• _Problem_:
Copy every line from the line containing "the boat mast." through the end of the items, and increase each coordinate in the answers by 24.

• _Data section_:
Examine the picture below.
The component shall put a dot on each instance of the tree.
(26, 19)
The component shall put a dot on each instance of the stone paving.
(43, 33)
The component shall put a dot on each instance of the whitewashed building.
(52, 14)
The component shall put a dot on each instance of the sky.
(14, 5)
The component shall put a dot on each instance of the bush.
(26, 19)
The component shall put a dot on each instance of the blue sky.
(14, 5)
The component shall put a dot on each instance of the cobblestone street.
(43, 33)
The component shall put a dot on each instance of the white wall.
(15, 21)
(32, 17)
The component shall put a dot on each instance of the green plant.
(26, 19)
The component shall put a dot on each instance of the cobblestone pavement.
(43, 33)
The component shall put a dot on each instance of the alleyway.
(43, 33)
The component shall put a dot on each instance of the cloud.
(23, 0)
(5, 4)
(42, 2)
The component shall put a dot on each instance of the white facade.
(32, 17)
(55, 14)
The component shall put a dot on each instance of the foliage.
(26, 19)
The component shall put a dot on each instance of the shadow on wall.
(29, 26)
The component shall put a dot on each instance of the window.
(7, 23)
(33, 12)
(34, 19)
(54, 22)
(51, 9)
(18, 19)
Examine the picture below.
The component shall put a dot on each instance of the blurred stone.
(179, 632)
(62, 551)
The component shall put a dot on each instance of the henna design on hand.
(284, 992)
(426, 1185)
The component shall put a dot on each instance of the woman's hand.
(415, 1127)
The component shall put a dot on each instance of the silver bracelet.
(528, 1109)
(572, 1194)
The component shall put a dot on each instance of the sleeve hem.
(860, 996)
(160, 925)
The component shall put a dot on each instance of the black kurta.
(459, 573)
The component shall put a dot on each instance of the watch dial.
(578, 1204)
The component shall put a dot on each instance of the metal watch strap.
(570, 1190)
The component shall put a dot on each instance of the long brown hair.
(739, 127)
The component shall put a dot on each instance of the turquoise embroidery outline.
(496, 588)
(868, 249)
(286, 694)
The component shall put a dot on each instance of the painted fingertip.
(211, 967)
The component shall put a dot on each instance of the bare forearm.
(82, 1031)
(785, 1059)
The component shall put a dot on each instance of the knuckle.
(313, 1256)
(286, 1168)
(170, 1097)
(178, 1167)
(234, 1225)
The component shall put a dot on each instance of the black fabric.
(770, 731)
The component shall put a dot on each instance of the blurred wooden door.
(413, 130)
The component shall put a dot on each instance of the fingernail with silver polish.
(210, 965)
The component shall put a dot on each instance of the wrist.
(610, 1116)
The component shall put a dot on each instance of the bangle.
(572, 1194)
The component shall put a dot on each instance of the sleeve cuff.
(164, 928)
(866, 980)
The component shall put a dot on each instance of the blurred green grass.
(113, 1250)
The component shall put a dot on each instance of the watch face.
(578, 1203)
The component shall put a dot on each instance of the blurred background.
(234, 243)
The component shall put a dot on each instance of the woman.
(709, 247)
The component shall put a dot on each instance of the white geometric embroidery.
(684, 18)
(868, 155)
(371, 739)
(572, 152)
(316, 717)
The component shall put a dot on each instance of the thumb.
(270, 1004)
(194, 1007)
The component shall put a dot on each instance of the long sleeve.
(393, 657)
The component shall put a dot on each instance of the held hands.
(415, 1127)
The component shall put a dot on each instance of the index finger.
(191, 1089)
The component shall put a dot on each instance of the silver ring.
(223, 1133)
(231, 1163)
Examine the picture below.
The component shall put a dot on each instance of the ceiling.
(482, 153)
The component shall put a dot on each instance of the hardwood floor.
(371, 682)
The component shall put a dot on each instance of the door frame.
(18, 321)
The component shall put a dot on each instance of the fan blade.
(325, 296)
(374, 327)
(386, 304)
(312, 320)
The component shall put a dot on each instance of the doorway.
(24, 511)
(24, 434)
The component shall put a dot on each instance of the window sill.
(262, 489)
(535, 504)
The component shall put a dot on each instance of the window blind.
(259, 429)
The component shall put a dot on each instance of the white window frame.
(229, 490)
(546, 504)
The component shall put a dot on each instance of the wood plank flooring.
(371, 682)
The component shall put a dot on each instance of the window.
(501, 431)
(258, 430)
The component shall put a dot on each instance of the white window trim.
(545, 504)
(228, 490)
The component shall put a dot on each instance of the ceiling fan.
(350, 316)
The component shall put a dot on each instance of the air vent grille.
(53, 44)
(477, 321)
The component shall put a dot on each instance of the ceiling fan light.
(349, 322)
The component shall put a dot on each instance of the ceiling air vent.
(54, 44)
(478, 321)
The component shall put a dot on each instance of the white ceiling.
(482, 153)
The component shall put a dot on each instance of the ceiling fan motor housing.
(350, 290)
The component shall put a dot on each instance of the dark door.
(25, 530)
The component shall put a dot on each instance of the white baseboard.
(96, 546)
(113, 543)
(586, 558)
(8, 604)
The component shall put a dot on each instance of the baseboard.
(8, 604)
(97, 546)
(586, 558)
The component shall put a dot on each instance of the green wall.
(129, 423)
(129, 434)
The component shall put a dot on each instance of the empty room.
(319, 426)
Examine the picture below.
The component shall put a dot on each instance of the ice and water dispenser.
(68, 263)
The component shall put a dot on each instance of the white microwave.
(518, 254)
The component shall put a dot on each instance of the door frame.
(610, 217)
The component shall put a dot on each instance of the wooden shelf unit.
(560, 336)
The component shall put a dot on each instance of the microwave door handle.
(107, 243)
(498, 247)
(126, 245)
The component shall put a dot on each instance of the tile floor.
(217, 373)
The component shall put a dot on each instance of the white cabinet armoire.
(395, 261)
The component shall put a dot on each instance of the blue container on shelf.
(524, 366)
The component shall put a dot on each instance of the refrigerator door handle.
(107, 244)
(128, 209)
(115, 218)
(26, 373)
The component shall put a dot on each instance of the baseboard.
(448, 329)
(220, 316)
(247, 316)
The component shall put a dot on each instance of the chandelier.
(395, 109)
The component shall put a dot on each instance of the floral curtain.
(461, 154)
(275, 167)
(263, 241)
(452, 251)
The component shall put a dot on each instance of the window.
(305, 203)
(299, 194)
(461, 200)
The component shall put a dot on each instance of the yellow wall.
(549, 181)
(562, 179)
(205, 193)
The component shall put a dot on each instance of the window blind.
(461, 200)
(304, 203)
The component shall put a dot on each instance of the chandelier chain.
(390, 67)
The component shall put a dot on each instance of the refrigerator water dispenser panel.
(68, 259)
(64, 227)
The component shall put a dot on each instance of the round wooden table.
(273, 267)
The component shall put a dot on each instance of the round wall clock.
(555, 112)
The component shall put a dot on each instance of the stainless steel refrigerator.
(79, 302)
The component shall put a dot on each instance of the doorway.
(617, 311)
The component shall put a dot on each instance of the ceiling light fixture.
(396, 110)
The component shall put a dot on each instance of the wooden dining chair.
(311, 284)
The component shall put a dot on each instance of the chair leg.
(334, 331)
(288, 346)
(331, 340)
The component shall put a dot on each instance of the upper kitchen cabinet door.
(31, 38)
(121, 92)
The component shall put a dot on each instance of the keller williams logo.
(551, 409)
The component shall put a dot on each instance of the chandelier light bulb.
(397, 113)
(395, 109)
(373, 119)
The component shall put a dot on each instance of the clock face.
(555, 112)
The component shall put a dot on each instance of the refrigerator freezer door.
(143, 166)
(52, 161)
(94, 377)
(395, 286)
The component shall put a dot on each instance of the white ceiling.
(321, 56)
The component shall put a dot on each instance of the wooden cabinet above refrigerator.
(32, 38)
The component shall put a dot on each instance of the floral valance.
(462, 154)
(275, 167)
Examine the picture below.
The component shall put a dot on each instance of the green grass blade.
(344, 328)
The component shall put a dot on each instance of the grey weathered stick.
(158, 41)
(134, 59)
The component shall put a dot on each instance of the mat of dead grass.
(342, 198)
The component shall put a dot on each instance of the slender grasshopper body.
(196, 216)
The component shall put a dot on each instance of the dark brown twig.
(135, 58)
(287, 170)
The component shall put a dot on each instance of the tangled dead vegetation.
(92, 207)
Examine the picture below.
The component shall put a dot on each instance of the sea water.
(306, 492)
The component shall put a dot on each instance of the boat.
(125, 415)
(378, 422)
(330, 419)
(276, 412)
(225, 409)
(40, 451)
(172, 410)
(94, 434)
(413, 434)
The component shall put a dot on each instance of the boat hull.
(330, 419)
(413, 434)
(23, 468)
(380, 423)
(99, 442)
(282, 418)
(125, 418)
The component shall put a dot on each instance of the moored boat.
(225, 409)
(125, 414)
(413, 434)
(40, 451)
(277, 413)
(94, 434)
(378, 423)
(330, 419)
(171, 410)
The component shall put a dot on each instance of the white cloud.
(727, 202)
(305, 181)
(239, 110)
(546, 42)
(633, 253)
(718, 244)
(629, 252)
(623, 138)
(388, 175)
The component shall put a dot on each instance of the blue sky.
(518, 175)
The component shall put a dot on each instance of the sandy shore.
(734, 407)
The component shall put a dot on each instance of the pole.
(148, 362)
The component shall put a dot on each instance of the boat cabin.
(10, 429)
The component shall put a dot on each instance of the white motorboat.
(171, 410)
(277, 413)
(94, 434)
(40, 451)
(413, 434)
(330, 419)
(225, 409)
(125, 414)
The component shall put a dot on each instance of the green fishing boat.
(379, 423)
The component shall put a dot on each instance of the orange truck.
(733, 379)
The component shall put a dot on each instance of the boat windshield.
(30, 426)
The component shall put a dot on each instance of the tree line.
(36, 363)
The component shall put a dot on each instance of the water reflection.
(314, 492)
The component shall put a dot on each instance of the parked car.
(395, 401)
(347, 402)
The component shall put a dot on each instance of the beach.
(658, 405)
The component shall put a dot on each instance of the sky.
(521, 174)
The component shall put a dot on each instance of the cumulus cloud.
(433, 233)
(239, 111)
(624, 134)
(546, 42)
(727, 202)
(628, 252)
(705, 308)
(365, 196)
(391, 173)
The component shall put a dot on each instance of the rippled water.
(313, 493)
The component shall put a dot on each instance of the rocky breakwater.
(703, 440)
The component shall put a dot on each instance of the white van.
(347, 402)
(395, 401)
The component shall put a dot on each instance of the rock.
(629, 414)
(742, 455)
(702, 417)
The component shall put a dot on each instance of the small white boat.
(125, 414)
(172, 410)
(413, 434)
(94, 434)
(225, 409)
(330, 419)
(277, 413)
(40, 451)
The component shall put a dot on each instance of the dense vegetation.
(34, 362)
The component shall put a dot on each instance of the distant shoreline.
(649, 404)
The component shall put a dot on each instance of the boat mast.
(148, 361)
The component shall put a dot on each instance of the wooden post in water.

• _Correct output_:
The component shall put a dot on each instance of the boat mast.
(172, 385)
The component shall put a dot on each instance of the wooden post in water.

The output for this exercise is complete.